**AVAILABLE RECORDS**:
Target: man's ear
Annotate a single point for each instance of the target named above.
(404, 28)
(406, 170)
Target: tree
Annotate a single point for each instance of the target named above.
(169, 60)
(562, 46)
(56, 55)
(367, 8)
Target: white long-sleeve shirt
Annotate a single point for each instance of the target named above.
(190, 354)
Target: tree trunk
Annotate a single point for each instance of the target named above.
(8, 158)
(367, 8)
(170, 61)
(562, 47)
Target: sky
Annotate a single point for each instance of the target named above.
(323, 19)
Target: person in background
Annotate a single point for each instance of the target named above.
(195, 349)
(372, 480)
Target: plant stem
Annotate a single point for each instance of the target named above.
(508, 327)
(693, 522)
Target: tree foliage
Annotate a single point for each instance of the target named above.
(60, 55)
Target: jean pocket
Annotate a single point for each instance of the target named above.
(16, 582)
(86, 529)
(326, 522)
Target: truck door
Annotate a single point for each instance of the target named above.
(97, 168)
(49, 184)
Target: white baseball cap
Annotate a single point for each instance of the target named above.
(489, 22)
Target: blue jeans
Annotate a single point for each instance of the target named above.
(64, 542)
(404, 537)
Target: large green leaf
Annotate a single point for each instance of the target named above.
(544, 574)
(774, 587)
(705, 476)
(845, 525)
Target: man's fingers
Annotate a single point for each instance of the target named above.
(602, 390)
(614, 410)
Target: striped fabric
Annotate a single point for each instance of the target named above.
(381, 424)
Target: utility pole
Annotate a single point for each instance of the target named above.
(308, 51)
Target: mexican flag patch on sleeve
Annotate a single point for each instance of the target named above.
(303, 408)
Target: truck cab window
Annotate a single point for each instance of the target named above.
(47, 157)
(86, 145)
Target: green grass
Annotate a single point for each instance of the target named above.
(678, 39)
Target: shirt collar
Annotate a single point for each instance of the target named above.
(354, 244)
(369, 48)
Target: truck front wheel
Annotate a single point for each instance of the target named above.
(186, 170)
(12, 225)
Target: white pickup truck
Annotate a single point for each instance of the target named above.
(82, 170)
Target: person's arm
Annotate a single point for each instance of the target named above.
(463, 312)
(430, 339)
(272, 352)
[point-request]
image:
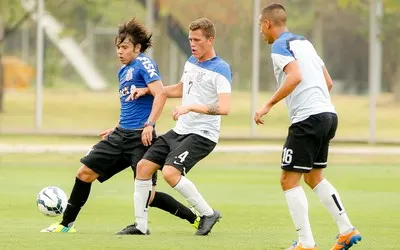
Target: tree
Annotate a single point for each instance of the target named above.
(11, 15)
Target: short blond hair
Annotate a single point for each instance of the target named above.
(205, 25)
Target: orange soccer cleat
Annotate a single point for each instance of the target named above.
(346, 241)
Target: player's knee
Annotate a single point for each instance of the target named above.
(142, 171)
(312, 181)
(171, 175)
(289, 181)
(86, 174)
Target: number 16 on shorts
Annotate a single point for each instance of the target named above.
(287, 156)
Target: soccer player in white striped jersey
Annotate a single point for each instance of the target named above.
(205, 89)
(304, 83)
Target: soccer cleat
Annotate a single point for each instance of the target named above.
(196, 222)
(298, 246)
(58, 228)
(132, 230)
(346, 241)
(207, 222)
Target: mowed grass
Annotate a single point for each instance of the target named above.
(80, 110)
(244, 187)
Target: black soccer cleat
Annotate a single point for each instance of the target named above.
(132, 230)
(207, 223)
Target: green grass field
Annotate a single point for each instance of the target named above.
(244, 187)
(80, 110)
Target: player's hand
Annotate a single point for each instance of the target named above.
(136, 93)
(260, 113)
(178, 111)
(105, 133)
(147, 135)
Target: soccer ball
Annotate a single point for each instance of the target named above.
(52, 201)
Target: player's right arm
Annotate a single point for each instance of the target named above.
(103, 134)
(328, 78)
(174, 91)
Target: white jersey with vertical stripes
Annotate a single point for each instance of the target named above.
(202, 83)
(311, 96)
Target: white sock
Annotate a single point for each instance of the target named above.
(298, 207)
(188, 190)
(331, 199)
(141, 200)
...
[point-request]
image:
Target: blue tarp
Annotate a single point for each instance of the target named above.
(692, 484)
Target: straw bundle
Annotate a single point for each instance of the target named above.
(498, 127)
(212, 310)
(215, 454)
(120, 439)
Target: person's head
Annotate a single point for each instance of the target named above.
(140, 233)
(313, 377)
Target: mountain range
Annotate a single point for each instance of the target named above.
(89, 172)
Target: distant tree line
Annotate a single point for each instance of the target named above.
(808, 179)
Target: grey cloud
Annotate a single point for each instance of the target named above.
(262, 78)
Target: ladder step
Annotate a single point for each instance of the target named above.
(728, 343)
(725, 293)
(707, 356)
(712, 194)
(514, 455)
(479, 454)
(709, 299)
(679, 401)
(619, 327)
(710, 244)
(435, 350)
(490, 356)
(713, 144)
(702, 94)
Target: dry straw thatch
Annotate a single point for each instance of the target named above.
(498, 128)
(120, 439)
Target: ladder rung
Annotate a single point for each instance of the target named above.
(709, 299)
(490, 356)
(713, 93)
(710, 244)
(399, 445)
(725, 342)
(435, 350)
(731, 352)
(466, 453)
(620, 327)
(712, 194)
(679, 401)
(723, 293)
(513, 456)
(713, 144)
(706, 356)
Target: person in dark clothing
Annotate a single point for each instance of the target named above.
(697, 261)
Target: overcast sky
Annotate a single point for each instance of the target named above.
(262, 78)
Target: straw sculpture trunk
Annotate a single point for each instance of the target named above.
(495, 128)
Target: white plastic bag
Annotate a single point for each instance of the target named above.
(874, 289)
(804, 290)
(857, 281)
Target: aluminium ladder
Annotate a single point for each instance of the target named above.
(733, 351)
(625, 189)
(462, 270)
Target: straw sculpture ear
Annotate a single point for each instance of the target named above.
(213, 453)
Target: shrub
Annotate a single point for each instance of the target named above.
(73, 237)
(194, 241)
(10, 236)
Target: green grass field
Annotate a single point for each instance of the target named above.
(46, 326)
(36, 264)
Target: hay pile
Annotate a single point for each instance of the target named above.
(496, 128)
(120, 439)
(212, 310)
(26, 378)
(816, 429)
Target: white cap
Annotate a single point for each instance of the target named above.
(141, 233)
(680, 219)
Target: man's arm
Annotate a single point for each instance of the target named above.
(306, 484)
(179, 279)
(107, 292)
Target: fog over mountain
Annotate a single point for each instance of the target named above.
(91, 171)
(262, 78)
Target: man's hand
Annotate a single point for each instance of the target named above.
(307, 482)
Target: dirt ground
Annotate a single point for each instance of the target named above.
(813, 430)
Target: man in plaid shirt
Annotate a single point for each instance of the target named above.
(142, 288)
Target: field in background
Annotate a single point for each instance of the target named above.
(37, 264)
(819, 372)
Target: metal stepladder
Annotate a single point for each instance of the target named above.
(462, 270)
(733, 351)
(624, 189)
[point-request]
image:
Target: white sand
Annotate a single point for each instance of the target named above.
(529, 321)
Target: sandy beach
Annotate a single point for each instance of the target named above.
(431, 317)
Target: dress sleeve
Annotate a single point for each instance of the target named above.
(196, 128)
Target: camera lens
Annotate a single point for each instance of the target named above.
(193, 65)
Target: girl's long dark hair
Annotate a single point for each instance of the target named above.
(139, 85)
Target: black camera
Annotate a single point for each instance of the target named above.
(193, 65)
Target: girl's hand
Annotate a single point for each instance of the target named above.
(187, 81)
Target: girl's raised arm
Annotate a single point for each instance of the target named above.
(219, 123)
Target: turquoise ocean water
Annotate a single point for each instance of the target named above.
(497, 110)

**THE TASK**:
How many lines in the material contain the string "sculpture"? Reply with the number alone.

**RESPONSE**:
2